# [Exercise 1]
Repeat the listing below line for line, starting at the line that contains "In this exercise you will find the mountain peak" and running through the end of the listing, with both ends included.

# [Selection]
§ §
Starfleet Design Bureau

Ambassador-class? Excelsior is a bit too multirole/mass produced to be anything other than the F-35 (it even comes in three major variations!)
Timeline's wrong for it. If anything, I'd expect our version of Raptor to be the Mark 1 Excelsior, considering the USAF had intended to mass produce the Raptor if the Cold War hadn't ended (and even if we end the Cold War with the Klingons there's still the Romulans and other powers to justify continued production of Excelsior-class explorers) - with our version of F-35 likely being TTL's equivalent to the Centaur-class, taking technology from the Excelsior and toning it to a more utilitarian/multirole platform.
 
The best part is, given that we lost zero Excaliburs against the Klingons despite it being our primary combatant against them, this meme is hilariously close to true (the D7 is a formidable warship, it just got outclassed by the Excalibur, rather than being a hyper-specialized interceptor proclaimed to be a super-fighter).

Feels like a perfect setup for a "Damn, the Federation got hands" meme.
 
The best part is, given that we lost zero Excaliburs against the Klingons despite it being our primary combatant against them, this meme is hilariously close to true (the D7 is a formidable warship, it just got outclassed by the Excalibur, rather than being a hyper-specialized interceptor proclaimed to be a super-fighter).

Feels like a perfect setup for a "Damn, the Federation got hands" meme.
Klingons - I'ma fight the Federation

Also Klingons - Damn, Federation's got hands.
 
In fairness, I've yet to find a species with gonads where they aren't vulnerable to starship-grade phaser fire.



105kt. You forgot the +20% impulse boost from the warp core.

Sorry, I may have communicated poorly...isn't the thrust from the Type-3 Impulse Thruster (including the boost) 180kT?

At any rate, neat! A proper light cruiser to sit alongside the Excalibur!
 
I could think of one quite easily actually: A lower massing craft with the ability to match/exceed the Darwin's maneuverability to stick behind it.
[...]
Sure we could, as you say, rely on luck or the opponent messing up so we can get into position. But why should we make plans based around the whims of fate or the enemy making a mistake? That sounds like a good way to get burned when neither of those go in our favor.
Poor phrasing on my part, sorry. To clarify: there's an enormous gulf between "an enemy which generally outmaneuvers you, which you will not be able to keep your prow on consistently every time your guns cycle over the course of an extended maneuver duel" and "an enemy which outmaneuvers you to such a vast degree that you will never be able to bring your fore armament to bear over the course of an extended maneuver duel".
§ §
# [Records for this exercise]
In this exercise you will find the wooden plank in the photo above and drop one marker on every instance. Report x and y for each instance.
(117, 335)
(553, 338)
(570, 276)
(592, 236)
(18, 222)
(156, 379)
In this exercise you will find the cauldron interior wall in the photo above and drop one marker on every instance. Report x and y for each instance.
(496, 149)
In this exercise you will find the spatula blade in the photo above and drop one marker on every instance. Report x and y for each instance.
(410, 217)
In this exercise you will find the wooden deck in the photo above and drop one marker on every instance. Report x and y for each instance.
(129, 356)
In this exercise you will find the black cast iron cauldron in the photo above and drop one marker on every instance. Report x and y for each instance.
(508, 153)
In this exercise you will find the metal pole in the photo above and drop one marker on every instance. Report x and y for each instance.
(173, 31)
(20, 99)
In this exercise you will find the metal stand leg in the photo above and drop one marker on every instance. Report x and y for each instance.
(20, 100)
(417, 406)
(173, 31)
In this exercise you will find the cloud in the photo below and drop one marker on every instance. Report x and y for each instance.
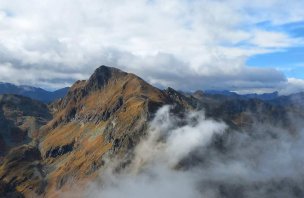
(202, 158)
(166, 43)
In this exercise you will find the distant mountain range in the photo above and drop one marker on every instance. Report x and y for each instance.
(33, 92)
(46, 149)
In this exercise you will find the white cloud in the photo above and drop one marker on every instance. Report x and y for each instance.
(166, 42)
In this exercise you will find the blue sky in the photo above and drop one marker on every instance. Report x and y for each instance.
(242, 46)
(288, 60)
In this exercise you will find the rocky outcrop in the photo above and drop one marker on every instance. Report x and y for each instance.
(103, 118)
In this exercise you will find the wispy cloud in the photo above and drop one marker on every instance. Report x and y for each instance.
(159, 40)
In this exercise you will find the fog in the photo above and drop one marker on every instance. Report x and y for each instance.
(194, 156)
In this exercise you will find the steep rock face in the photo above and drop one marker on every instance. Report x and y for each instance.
(101, 118)
(21, 173)
(20, 120)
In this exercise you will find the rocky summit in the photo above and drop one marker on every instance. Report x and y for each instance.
(48, 150)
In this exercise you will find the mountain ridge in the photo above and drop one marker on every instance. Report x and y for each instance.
(103, 118)
(35, 93)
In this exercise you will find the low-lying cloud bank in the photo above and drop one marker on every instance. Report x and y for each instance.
(199, 157)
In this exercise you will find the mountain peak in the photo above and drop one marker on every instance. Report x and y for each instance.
(102, 75)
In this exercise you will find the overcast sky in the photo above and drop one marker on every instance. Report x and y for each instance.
(245, 46)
§ §
# [Exercise 2]
In the Starfleet Design Bureau discussion, why does one commenter expect their version of the Raptor to be the Mark 1 Excelsior?

# [Output 1]
In this exercise you will find the mountain peak in the photo above and drop one marker on every instance. Report x and y for each instance.
(102, 75)
In this exercise you will find the overcast sky in the photo above and drop one marker on every instance. Report x and y for each instance.
(245, 46)

# [Output 2]
The commenter notes that the USAF had meant to mass-produce the Raptor if the Cold War hadn't ended. Even if the Cold War with the Klingons ends, the Romulans and other powers would still justify building more Excelsior-class explorers.